**Items from a dataset**:
>>>

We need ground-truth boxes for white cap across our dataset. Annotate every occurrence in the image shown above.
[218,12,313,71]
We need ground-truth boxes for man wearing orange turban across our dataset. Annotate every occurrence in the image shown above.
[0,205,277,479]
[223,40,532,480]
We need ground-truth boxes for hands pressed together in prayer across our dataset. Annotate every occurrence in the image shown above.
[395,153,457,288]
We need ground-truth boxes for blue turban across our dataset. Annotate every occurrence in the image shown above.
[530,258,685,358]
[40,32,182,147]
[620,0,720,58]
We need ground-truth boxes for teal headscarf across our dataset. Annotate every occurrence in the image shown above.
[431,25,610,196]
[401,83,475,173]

<<<

**WORK TO BE COMPLETED**:
Lay out every line of the items above as a Markdown table with the columns "Row" and "Line", numbering the rows in order and leaving out blank lines.

**EXERCISE RESPONSE**:
| Row | Line |
|---|---|
| 1 | We need ground-truth boxes for white cap across our dataset. Annotate every occurrence in the image shown above. |
| 2 | [218,12,313,71] |
| 3 | We need ground-truth boxes for man wearing orange turban across our dataset. Annotate every occurrence in the image shown above. |
| 4 | [0,205,277,479] |
| 5 | [223,40,532,480] |
| 6 | We need ground-truth boxes for hands pressed together in prayer across our dataset. Annotate every occurrence in the image shown above. |
| 7 | [395,153,457,288] |
| 8 | We need ground-truth boxes for blue turban across our dataset. Annotate every occurrence in the image shown above. |
| 9 | [530,258,685,358] |
| 10 | [40,32,182,147] |
| 11 | [620,0,720,58] |
| 12 | We need ground-truth boxes for teal headscarf across our dataset. Annotate every occurrence in the image shown above. |
| 13 | [431,25,610,196] |
| 14 | [401,83,475,173] |